Problem requirements:
The records should be written out in full, with nothing altered.

══════════════════════════════

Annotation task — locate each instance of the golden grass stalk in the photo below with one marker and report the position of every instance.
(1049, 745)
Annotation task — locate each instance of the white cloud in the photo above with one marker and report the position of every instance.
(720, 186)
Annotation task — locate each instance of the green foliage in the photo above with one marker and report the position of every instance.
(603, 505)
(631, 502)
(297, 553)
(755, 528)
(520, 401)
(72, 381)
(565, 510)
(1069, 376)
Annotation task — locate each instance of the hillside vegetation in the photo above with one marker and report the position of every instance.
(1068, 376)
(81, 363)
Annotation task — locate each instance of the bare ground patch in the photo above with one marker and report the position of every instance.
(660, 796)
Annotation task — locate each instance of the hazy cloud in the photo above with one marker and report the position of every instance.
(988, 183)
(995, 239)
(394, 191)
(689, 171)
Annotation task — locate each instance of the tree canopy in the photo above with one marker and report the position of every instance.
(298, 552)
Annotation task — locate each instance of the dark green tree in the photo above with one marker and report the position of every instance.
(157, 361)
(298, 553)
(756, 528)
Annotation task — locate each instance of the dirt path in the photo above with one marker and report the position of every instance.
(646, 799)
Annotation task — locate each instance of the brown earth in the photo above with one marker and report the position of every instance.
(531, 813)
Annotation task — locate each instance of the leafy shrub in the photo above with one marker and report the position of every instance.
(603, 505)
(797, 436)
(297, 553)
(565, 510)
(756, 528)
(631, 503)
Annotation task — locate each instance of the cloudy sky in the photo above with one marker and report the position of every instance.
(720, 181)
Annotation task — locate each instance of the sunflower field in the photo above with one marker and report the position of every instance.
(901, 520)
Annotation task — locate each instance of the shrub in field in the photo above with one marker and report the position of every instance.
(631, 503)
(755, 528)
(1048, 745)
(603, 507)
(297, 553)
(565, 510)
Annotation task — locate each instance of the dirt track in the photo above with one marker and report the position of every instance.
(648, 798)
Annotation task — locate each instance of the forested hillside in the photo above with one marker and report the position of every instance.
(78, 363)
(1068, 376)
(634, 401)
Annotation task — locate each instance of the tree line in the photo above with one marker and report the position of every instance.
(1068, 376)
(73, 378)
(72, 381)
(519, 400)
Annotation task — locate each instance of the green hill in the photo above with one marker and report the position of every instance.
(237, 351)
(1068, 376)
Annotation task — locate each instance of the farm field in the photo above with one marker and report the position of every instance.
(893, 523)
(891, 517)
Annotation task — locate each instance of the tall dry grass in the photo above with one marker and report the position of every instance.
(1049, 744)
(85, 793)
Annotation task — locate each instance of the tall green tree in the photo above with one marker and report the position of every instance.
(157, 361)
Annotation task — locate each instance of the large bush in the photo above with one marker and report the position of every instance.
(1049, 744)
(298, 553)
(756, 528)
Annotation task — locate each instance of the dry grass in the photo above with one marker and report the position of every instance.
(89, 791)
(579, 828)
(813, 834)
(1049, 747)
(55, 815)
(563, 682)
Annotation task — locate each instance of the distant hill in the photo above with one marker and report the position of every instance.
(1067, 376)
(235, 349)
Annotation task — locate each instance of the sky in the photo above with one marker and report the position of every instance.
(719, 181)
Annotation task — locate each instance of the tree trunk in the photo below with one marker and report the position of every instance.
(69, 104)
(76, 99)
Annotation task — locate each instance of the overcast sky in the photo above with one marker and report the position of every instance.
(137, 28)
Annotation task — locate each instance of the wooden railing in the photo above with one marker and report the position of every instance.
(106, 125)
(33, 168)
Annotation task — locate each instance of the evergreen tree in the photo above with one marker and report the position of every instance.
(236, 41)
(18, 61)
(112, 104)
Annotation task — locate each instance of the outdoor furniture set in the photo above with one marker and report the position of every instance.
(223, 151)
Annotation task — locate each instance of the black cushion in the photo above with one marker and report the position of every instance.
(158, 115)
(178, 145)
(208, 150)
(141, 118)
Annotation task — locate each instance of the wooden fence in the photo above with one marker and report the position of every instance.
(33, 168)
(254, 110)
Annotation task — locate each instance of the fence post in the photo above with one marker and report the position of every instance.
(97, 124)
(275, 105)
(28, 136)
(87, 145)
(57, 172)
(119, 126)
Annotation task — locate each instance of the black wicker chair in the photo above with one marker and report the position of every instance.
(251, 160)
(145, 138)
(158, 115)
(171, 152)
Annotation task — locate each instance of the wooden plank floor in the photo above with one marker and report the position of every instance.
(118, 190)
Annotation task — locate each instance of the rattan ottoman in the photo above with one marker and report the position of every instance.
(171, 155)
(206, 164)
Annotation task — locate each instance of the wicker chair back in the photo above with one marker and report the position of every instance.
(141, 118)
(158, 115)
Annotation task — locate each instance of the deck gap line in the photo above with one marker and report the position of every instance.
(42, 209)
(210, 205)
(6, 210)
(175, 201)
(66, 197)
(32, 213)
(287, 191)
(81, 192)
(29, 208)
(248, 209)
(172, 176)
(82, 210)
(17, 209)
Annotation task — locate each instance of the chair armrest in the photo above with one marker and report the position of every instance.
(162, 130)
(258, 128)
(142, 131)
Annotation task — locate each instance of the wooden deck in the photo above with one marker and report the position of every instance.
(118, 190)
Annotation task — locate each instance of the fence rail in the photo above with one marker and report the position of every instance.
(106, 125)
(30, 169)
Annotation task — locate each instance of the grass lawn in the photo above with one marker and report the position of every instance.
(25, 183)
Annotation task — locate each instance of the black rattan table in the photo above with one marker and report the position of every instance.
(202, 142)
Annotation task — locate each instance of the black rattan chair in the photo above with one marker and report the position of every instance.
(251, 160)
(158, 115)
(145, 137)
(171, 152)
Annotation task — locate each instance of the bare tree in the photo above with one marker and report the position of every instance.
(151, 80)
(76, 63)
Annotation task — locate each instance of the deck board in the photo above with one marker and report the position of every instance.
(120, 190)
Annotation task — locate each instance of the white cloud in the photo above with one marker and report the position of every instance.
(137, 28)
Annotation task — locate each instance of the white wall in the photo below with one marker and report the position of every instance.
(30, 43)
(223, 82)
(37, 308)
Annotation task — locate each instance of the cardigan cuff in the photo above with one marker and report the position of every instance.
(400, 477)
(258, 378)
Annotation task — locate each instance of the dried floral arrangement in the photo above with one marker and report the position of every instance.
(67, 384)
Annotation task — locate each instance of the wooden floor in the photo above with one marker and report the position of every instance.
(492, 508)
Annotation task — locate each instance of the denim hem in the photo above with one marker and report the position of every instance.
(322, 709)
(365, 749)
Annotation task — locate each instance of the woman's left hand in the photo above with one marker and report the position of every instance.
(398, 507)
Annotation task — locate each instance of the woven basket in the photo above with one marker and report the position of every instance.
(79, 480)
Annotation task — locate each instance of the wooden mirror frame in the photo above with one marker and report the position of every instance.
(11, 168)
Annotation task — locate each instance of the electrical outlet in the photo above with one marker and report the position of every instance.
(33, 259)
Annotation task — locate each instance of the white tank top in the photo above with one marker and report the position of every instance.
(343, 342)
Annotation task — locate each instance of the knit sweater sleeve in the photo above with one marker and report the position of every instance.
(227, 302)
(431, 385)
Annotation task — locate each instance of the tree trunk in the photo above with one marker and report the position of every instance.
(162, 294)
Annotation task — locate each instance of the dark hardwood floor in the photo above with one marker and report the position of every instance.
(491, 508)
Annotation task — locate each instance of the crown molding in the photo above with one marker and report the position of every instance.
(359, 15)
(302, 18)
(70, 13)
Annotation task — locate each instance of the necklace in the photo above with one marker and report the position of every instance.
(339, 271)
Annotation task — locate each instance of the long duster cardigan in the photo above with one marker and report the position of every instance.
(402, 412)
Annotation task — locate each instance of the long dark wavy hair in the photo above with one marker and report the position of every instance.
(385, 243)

══════════════════════════════

Complete answer:
Annotation task — locate each instance of the golden grass stalk in the photo below with one marker and report the position of every instance.
(1049, 745)
Annotation task — locate each instance of the white cloud in the photo above with one marker and report the position of every instance.
(720, 186)
Annotation task — locate each instance of the green foliage in the photo above with one marker and report the position of every instance.
(603, 505)
(631, 502)
(297, 553)
(755, 528)
(520, 401)
(72, 381)
(565, 510)
(1069, 376)
Annotation task — locate each instance of the hillside vegetation in the photo above with one marker and report the position of every instance.
(1068, 376)
(81, 363)
Annotation task — locate each instance of the bare ground patch in the photo above with one marker and report the position of every instance.
(660, 796)
Annotation task — locate each instance of the hazy cloud in the photo above with one marker and report the position of every instance.
(988, 183)
(995, 239)
(394, 191)
(689, 171)
Annotation task — locate each instance of the tree canopy in the photo above with one marker and report the position of every instance.
(298, 552)
Annotation task — locate each instance of the dark green tree in the photo above with one marker and report the position of every instance.
(157, 361)
(298, 553)
(756, 528)
Annotation task — locate each instance of the dirt path in the photo above with one marker and report the position of every instance.
(646, 799)
Annotation task — locate each instance of the brown earth in the photo above with one marker and report the position of every instance.
(531, 813)
Annotation task — locate each instance of the leafy shrub in the photo above with one marker and report the position of every instance.
(603, 505)
(797, 436)
(297, 553)
(565, 510)
(756, 528)
(631, 503)
Annotation task — locate each instance of the cloudy sky in the photo above with one marker and report the position of every instance.
(720, 181)
Annotation task — locate each instance of the sunflower field in the photo above with one marker and report the position of every instance.
(901, 520)
Annotation task — locate each instance of the shrub in field in the photo above with one marker and report the position of every instance.
(631, 503)
(755, 528)
(1048, 745)
(603, 507)
(297, 553)
(565, 510)
Annotation task — locate each instance of the dirt track in the photo above with one marker and report the position of every instance.
(648, 798)
Annotation task — locate each instance of the forested hillside in the photo above with one marker and report the position of every instance.
(78, 363)
(1068, 376)
(634, 401)
Annotation task — locate each instance of the tree line in the photo above with one marker and report the position of every instance.
(1068, 376)
(73, 378)
(72, 381)
(519, 400)
Annotation task — locate each instance of the green hill in the photo above with one marker and report the position of every instance.
(237, 351)
(1068, 376)
Annotation task — locate each instance of the farm field in the photo above with one marker and report the position of every instance.
(893, 523)
(891, 517)
Annotation task — locate each instance of the tall dry grass in the photo above with one marker and report the position of every instance.
(1049, 744)
(85, 793)
Annotation task — locate each instance of the tall green tree in the photo above with one marker and report the position of every instance.
(157, 361)
Annotation task — locate each instance of the large bush in the photo above with one marker and report the position of every instance.
(1049, 744)
(298, 553)
(756, 528)
Annotation task — locate each instance of the dry grass in the photo above with one marker and report the position of every instance.
(89, 791)
(579, 828)
(813, 834)
(1049, 747)
(55, 815)
(563, 682)
Annotation task — locate each instance of the distant hill in the photo above with one marker and report the position of every instance.
(1067, 376)
(235, 349)
Annotation task — locate each instance of the sky in the photo above with one marker and report the position of every instance.
(719, 181)
Annotation task — locate each instance of the tree trunk in the photo below with one marker and report the position of every instance.
(69, 104)
(76, 99)
Annotation task — locate each instance of the overcast sky in the photo above with one marker and report the position of every instance.
(137, 28)
Annotation task — locate each instance of the wooden railing in the photo above with one marker and report the position of every instance.
(106, 125)
(33, 168)
Annotation task — locate each instance of the evergreen tree in the photo above with one marker and report the position of every instance.
(236, 41)
(18, 61)
(112, 104)
Annotation task — locate each instance of the outdoor furniture set in the photo above with one marker and report the position of every instance.
(223, 151)
Annotation task — locate each instance of the black cushion in the photo above with one marker and report the position of every instance.
(158, 115)
(178, 145)
(208, 150)
(141, 118)
Annotation task — locate each instance of the wooden fence in the photo above with one marker and report the position of every instance.
(33, 168)
(254, 110)
Annotation task — locate each instance of the fence post in the photo above with one marker and report the position of every instance.
(97, 124)
(275, 105)
(28, 136)
(87, 145)
(57, 172)
(119, 126)
Annotation task — locate each instance of the black wicker chair in the photo above with one marker and report the position of every instance.
(251, 160)
(145, 138)
(158, 115)
(171, 152)
Annotation task — locate each instance of the wooden plank floor in the photo above with one marker and report the position of every instance.
(118, 190)
Annotation task — locate each instance of the rattan ottoman in the photo above with one marker and report the position of every instance.
(171, 155)
(206, 164)
Annotation task — locate each instance of the wicker chair back in the photo above with one marker and report the position of every instance.
(141, 118)
(158, 115)
Annotation task — locate each instance of the deck gap line in the photo above with one marker and report the position of every instance.
(42, 209)
(210, 205)
(6, 210)
(175, 201)
(66, 197)
(32, 213)
(287, 191)
(81, 192)
(29, 208)
(248, 209)
(172, 176)
(82, 210)
(17, 209)
Annotation task — locate each instance of the chair armrest in the photo above with one marker and report the position of every instance.
(162, 130)
(258, 128)
(142, 131)
Annotation task — locate each instance of the wooden deck in the photo above with one marker and report the position of every instance.
(118, 190)
Annotation task — locate each instance of the fence rail in the photo above with one marker and report the position of every instance.
(106, 125)
(30, 169)
Annotation task — locate each instance of the grass lawn in the photo above with one marker and report the position of every instance.
(25, 183)
Annotation task — locate each instance of the black rattan table in the photo above with one marker and report the position of every instance.
(202, 142)
Annotation task — locate each instance of the black rattan chair in the photo above with one marker and report the position of every instance.
(251, 160)
(158, 115)
(145, 137)
(171, 152)
Annotation task — locate each instance of the bare tree in the photo above with one marker and report the position of every instance.
(151, 80)
(76, 63)
Annotation task — locate each instance of the deck board in the photo above with one marker and report the position of every instance.
(120, 190)
Annotation task — locate each instance of the white cloud in the photo above with one marker and report the position of every instance.
(137, 28)
Annotation task — locate each instance of the white wall in the photo below with one marker and report the position of every instance.
(30, 43)
(223, 82)
(37, 308)
Annotation task — locate each instance of the cardigan cuff in the photo above with one marker and report the position of every instance.
(400, 477)
(258, 378)
Annotation task — locate each instance of the dried floral arrangement in the photo above with one marker and report the position of every instance.
(67, 384)
Annotation task — locate each instance of the wooden floor in the photo above with one marker and report the position of every instance.
(492, 508)
Annotation task — locate each instance of the denim hem in the photo above with one marker and report the position of every instance.
(322, 709)
(365, 749)
Annotation task — locate each instance of the woman's left hand in the photo above with one marker and report the position of every instance.
(398, 507)
Annotation task — locate each instance of the woven basket in the photo above with one marker and report the position of every instance.
(79, 480)
Annotation task — locate each instance of the wooden mirror frame in the photo above with one marker and report the position of every instance.
(11, 168)
Annotation task — locate each instance of the electrical outlet in the photo above with one marker and report the position of every instance.
(33, 259)
Annotation task — locate each instance of the white tank top in the photo above with one marker and report the position of every instance.
(343, 342)
Annotation task — locate each instance of the knit sweater sleeve in the photo above with one marker and report the position of every instance.
(227, 302)
(431, 385)
Annotation task — locate each instance of the tree trunk in the photo above with one marker and report the position of every instance.
(162, 294)
Annotation task — locate each instance of the dark hardwood floor in the photo above with one marker and report the position of every instance.
(491, 508)
Annotation task — locate each instance of the crown molding in the photo above with one marker and report the position of every instance.
(359, 15)
(302, 18)
(70, 13)
Annotation task — locate each instance of the necklace in the photo above with one marker and report the position of every instance.
(339, 271)
Annotation task — locate each instance of the long duster cardigan in the photo above with one marker and report the position of every instance.
(402, 412)
Annotation task — locate each instance of the long dark wavy hair in the photo above with one marker and report the position of every instance.
(385, 243)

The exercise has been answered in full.